#### Document segment
What if we divide the entire world into a grid, give each cell a name, and store that name as an indexed column? Nearby locations would share the same cell name — or at least a common prefix — and finding nearby drivers becomes a simple prefix query on a B+ Tree index.

That's exactly what Geohash does.


How Geohash works — recursive splitting#

Start with a box representing the entire Earth. Split it in half vertically. Left half = "a", right half = "b":

+---------+---------+
|         |         |
|   "a"   |   "b"   |
|         |         |
+---------+---------+

Mumbai is on the right side → "b"

Split "b" in half horizontally. Top = "ba", bottom = "bb":

+---------+---------+
|         |  "ba"   |
|         +---------+
|         |  "bb"   |
+---------+---------+

Mumbai is in the top half → "ba"

Split "ba" in half vertically again:

         +----+----+
         |"baa"|"bab"|
         +----+----+

Mumbai is on the right → "bab"

Keep splitting. Every split makes the cell smaller and more precise. After 10-12 splits, a cell covers roughly a city block. Mumbai ends up with a code like "bab123" — a short string that encodes its precise location on Earth.


Why prefix matching works#

Two drivers both in Mumbai will both start with "bab...". A driver in Delhi will start with something completely different — "cde...". A driver in New York will start with "xyz...".
########
#### Data
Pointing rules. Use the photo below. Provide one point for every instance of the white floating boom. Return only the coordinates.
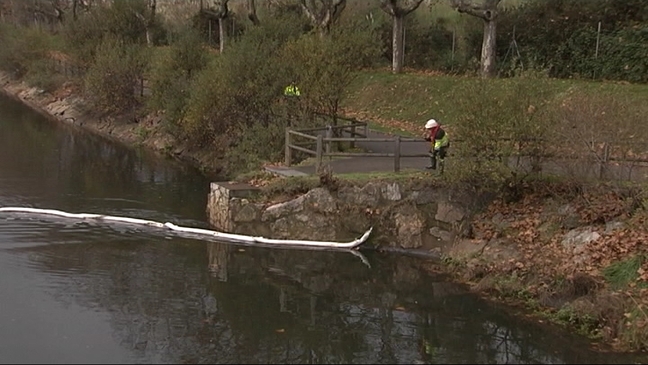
(230, 237)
########
[Work instructions]
• 1. Answer these about the Geohash text:
(a) In the first split of the box for the whole Earth, what name does the left half get?
(b) After roughly how many splits does a cell cover about a city block?
(c) What does the code of a driver in Delhi start with?
• 2. Pick up the Geohash explanation after its last sentence and keep it going.
The data has nothing to do with what comes next.

[Final results]
• 1.
(a) "a"
(b) 10-12 splits
(c) "cde..."

• 2.
The longer the shared prefix, the closer the locations:

"bab"     → somewhere in Mumbai region  (large area)
"bab1"    → narrower area within Mumbai
"bab12"   → neighbourhood level
"bab123"  → city block level

So instead of computing distance against all 1 million drivers, you:

  1. Compute the user's Geohash → "bab12"
  2. Run a prefix query:
SELECT * FROM drivers WHERE geohash LIKE 'bab12%';

This hits a normal B+ Tree index on the geohash column. O(log n). Only drivers in the same cell are returned — maybe 50-100 instead of 1 million.


The boundary edge case#

There's one problem. Two drivers can be physically 10 metres apart but sit on opposite sides of a cell boundary — giving them completely different Geohash prefixes:

+----------+----------+
|          |    d2    |
|   "ba"   |   "bb"  |
|    d1    |          |
+----------+----------+

d1 and d2 are right next to each other. But a prefix query on "ba" misses d2 entirely.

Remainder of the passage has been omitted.